Transcreva, sem nenhuma alteração, o trecho do texto sobre a campanha pelo Zolgensma que vai de "A campanha para" até "pagar o ICMS.".

Trecho do texto:
+++++

Santos deixou o emprego num hortifruti para cuidar do filho e o marido é autônomo. Trabalha em casa com manutenção de celulares.

A campanha para arrecadar os cerca de R$ 12 milhões ( US$ 2,125 milhões) para adquirir o Zolgensma, considerado o medicamento mais caro do mundo, começou em outubro do ano passado. O montante é o valor de mercado nos Estados Unidos devido a uma combinação de investimento em pesquisa e inovação tecnológica, baixa escala, aplicação única (não há sessões sucessivas para "diluir" o custo) e falta de concorrência.

Em setembro, através de ação judicial, a família conseguiu que a União completasse o valor arrecadado em campanha através do perfil @amearthurbelo nas redes sociais para a compra do medicamento.

No dia 22 do mesmo mês, o governo federal depositou R$ 8,39 milhões numa conta judicial. No total, até esta segunda-feira (19), a família de Arthur conseguiu R$ 11,4 milhões e descobriu que precisa de mais de R$ 2 milhões para pagar o ICMS.

Arthur completará dois anos em oito de novembro e seus pais correm contra o tempo. Ainda não há dinheiro para cobrir as demais despesas com o tratamento, que incluem a viagem até Curitiba (PR), os custos do Hospital Pequeno Príncipe -onde será feito o procedimento-, e da aplicação da medicação.

"Eu peço ao João Doria que olhe por nós, agora que estamos a um passo de mudar a vida do meu filho. Não tenho condições físicas, emocionais e financeiras. Passamos um ano de muita luta, desespero e medo. Eu gostaria de pedir que ele [João Doria] isente o medicamento do imposto. São muitas mães lutando pela vida dos seus filhos", afirma Santos.

+++++

Entradas exibidas:
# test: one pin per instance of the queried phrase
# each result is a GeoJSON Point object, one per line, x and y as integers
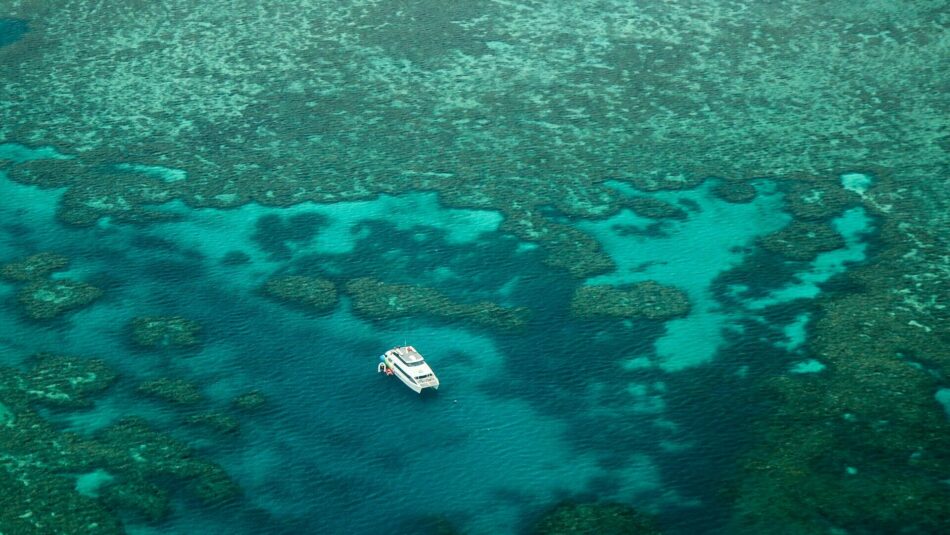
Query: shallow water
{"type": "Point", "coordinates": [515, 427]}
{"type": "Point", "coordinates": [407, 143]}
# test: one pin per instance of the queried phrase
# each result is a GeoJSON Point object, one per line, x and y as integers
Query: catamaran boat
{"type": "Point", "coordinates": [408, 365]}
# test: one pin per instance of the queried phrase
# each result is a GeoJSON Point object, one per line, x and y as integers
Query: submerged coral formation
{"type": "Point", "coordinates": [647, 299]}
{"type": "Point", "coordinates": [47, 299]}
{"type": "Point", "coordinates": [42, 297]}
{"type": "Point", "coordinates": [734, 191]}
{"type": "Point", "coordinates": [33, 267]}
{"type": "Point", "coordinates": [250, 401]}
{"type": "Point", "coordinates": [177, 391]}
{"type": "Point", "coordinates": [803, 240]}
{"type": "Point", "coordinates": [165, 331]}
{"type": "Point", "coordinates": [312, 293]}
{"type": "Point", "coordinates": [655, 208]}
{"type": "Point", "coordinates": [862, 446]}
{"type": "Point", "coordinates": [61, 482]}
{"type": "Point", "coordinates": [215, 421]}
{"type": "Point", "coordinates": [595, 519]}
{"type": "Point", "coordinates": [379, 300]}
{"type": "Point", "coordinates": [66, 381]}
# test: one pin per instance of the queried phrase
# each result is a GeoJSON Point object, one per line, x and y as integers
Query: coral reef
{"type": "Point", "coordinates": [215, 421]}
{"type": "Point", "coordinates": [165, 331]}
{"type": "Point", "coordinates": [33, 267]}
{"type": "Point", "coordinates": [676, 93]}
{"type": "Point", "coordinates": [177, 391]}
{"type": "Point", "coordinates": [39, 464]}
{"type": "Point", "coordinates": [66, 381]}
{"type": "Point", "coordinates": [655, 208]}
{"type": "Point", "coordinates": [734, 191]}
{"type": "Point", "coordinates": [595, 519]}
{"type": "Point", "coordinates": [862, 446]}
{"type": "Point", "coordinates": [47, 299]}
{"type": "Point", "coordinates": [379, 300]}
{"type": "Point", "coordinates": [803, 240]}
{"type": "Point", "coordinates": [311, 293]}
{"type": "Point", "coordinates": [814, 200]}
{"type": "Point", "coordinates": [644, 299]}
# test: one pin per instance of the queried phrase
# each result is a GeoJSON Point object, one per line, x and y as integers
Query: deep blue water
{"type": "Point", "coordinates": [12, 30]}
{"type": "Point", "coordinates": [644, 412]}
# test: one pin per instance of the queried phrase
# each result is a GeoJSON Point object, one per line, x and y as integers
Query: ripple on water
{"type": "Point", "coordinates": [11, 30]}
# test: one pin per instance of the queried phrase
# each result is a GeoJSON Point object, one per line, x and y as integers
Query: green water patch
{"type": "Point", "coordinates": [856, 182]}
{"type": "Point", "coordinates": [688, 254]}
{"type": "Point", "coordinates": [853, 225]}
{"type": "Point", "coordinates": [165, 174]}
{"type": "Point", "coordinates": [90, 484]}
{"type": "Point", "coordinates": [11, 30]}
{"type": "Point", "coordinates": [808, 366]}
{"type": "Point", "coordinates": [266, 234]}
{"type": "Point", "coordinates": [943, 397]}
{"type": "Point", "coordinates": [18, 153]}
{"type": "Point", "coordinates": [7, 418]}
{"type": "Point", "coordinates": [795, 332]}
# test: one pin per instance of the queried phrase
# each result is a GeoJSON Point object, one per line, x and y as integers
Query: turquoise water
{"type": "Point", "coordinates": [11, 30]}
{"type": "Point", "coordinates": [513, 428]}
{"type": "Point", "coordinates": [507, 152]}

+++++

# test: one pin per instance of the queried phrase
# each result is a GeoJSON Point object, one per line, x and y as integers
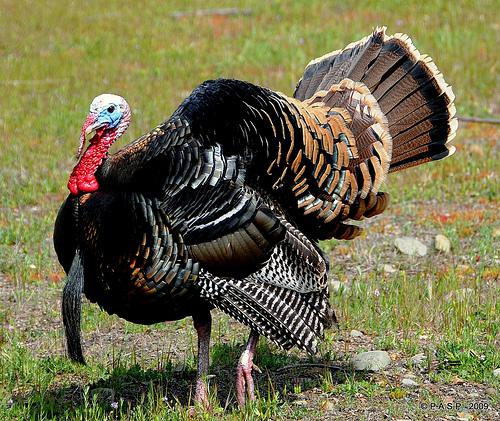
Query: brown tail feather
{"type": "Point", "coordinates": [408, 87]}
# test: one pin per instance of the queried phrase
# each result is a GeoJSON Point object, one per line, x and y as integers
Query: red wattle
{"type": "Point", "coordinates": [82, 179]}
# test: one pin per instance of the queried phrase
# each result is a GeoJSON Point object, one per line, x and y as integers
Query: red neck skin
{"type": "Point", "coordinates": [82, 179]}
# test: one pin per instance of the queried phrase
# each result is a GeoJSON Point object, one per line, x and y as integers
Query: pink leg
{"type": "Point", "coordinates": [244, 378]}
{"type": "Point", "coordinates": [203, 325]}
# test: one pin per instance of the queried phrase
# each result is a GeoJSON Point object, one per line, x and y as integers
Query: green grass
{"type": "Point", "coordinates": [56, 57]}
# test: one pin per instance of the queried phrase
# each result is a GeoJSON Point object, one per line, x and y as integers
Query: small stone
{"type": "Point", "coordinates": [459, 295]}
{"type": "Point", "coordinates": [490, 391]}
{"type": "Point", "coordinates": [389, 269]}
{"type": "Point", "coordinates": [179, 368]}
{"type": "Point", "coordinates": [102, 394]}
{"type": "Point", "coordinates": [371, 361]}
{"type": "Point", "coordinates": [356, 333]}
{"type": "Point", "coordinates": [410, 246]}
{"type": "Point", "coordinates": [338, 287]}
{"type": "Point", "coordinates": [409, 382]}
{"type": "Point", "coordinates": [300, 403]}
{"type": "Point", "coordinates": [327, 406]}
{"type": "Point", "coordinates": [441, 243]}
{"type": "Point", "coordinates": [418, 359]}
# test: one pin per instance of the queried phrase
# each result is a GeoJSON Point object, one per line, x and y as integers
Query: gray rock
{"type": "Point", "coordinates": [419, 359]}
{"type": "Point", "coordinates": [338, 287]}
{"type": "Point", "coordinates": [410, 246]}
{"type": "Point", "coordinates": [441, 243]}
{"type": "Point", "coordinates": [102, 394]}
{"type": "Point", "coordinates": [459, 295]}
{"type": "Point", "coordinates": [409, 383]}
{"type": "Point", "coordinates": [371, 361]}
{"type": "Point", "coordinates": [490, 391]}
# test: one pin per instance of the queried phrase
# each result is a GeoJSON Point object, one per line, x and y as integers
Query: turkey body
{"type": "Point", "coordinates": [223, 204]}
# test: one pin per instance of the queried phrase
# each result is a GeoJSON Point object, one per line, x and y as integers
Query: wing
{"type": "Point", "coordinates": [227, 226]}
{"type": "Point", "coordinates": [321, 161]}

+++++

Resposta esperada:
A campanha para arrecadar os cerca de R$ 12 milhões ( US$ 2,125 milhões) para adquirir o Zolgensma, considerado o medicamento mais caro do mundo, começou em outubro do ano passado. O montante é o valor de mercado nos Estados Unidos devido a uma combinação de investimento em pesquisa e inovação tecnológica, baixa escala, aplicação única (não há sessões sucessivas para "diluir" o custo) e falta de concorrência.

Em setembro, através de ação judicial, a família conseguiu que a União completasse o valor arrecadado em campanha através do perfil @amearthurbelo nas redes sociais para a compra do medicamento.

No dia 22 do mesmo mês, o governo federal depositou R$ 8,39 milhões numa conta judicial. No total, até esta segunda-feira (19), a família de Arthur conseguiu R$ 11,4 milhões e descobriu que precisa de mais de R$ 2 milhões para pagar o ICMS.